(Recorded data)
########
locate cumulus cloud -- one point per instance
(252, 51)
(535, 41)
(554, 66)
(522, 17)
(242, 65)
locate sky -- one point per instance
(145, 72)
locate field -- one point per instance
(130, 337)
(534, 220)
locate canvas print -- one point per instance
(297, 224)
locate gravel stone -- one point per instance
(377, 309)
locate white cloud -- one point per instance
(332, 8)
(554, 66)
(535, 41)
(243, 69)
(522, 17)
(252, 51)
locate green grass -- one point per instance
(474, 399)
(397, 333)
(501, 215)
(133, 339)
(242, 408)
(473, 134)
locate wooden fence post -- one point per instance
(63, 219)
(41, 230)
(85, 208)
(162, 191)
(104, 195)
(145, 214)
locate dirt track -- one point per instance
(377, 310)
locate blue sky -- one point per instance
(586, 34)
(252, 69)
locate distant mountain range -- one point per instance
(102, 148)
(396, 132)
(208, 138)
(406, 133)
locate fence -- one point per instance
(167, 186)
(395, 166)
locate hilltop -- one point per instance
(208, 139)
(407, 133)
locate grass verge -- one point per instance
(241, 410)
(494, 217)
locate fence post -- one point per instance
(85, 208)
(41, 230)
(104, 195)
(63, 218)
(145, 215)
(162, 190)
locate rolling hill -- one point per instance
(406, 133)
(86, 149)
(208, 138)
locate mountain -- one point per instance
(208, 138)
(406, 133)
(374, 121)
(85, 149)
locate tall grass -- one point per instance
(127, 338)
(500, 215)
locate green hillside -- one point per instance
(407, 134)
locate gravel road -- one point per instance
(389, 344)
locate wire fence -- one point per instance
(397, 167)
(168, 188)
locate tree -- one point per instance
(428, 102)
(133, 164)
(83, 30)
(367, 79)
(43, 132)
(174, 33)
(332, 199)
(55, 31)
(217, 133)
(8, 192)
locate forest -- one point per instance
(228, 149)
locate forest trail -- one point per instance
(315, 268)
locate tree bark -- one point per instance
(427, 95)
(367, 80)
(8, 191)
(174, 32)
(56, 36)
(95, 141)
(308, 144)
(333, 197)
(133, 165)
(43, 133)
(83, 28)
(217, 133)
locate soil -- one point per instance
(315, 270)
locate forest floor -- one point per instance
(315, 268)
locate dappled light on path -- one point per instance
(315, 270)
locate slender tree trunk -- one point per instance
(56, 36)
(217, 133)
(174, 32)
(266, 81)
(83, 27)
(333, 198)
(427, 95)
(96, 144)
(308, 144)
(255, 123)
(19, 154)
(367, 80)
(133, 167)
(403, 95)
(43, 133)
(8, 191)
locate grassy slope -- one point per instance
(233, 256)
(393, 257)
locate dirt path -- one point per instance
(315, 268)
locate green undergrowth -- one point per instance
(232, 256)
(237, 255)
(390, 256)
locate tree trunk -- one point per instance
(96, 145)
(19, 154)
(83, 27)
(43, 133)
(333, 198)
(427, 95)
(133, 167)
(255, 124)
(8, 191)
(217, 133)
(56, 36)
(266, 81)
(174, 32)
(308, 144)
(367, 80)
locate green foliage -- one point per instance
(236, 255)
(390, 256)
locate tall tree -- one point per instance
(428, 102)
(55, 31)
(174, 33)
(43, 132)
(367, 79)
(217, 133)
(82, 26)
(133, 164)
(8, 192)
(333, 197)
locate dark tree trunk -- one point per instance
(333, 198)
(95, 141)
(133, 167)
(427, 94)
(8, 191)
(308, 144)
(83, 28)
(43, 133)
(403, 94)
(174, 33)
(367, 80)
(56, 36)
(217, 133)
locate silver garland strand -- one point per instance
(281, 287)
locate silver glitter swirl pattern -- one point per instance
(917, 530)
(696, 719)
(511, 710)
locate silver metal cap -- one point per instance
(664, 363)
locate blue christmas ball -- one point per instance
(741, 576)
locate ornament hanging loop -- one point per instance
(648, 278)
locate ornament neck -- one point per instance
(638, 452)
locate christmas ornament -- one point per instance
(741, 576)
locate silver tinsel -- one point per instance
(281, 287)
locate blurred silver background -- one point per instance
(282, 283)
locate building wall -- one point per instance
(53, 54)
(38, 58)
########
§ **Work to be completed**: Without changing a word, print all of the entries above.

§ **Worked solution**:
locate cumulus cloud -- one point per instance
(252, 51)
(535, 41)
(554, 66)
(522, 17)
(242, 65)
locate sky -- one point per instance
(145, 72)
locate field -- one point per instance
(130, 337)
(534, 220)
locate canvas print -- one point per instance
(297, 224)
locate gravel stone -- one point per instance
(377, 309)
locate white cloud -- one point per instance
(332, 8)
(554, 66)
(535, 41)
(243, 69)
(522, 17)
(252, 51)
locate green grass -- one point per instance
(474, 399)
(397, 333)
(501, 215)
(133, 339)
(242, 408)
(473, 134)
locate wooden fence post -- one point per instance
(63, 219)
(41, 230)
(85, 208)
(162, 191)
(104, 195)
(145, 214)
locate dirt track -- one point per instance
(377, 310)
locate blue sky -- one point per instance
(586, 34)
(252, 69)
locate distant mountain range -- one point per instance
(102, 148)
(396, 132)
(208, 138)
(406, 133)
locate fence -- one point per instance
(167, 186)
(395, 166)
locate hilltop -- one point per instance
(208, 139)
(407, 133)
locate grass verge -- one point per instance
(241, 410)
(494, 217)
locate fence post -- one point per instance
(85, 208)
(41, 230)
(104, 195)
(63, 218)
(145, 215)
(162, 190)
locate rolling hill -- one point per instance
(406, 133)
(86, 149)
(208, 138)
locate mountain -- one point per instance
(208, 138)
(406, 133)
(374, 121)
(85, 149)
locate tall grass -- one point per instance
(127, 338)
(500, 215)
locate green hillside -- one point per instance
(407, 134)
locate gravel road -- one point per instance
(389, 344)
locate wire fence -- one point per instance
(397, 167)
(168, 188)
locate tree -- one point per instance
(428, 102)
(133, 164)
(83, 30)
(367, 79)
(43, 132)
(174, 33)
(332, 199)
(55, 31)
(217, 133)
(8, 192)
locate forest -- one point per instance
(228, 149)
locate forest trail -- one point per instance
(315, 268)
locate tree bark -- one point per instance
(427, 95)
(367, 80)
(8, 191)
(174, 32)
(56, 36)
(95, 141)
(308, 144)
(333, 197)
(133, 165)
(43, 133)
(83, 28)
(217, 133)
locate soil -- one point per instance
(315, 270)
locate forest floor -- one point per instance
(315, 268)
locate dappled light on path -- one point per instance
(315, 270)
locate slender tree trunk -- one point per instance
(56, 36)
(217, 133)
(174, 32)
(266, 81)
(83, 27)
(333, 198)
(427, 95)
(96, 144)
(308, 144)
(255, 123)
(19, 154)
(367, 80)
(133, 167)
(403, 95)
(43, 133)
(8, 191)
locate grassy slope -- one point per instance
(233, 256)
(393, 257)
locate dirt path -- one point per instance
(315, 268)
locate green undergrowth -- one point per instance
(232, 256)
(237, 255)
(390, 256)
locate tree trunk -- one point per instance
(96, 145)
(19, 154)
(83, 27)
(43, 133)
(333, 198)
(427, 95)
(133, 167)
(255, 124)
(8, 191)
(217, 133)
(56, 36)
(266, 81)
(174, 32)
(308, 144)
(367, 80)
locate green foliage -- one point per instance
(236, 255)
(390, 256)
locate tall tree -- one point per instance
(428, 102)
(55, 31)
(174, 33)
(43, 132)
(367, 79)
(217, 133)
(82, 26)
(133, 164)
(8, 192)
(333, 197)
locate dark tree trunk -- one point per instance
(333, 198)
(95, 141)
(133, 167)
(427, 94)
(8, 191)
(308, 144)
(83, 28)
(43, 133)
(403, 94)
(174, 33)
(367, 80)
(56, 36)
(217, 133)
locate silver garland strand -- one point per instance
(281, 287)
locate silver glitter swirl pattern -- one point per instance
(917, 530)
(696, 719)
(511, 710)
locate silver metal cap -- one point per instance
(664, 363)
locate blue christmas ball -- one point per instance
(741, 576)
locate ornament hanging loop -- one point per instance
(648, 278)
locate ornament neck -- one point per instance
(638, 452)
locate christmas ornament -- one point per instance
(741, 576)
locate silver tinsel -- one point per instance
(281, 287)
locate blurred silver background -- one point per instance
(282, 283)
locate building wall -- one point per instance
(53, 54)
(38, 58)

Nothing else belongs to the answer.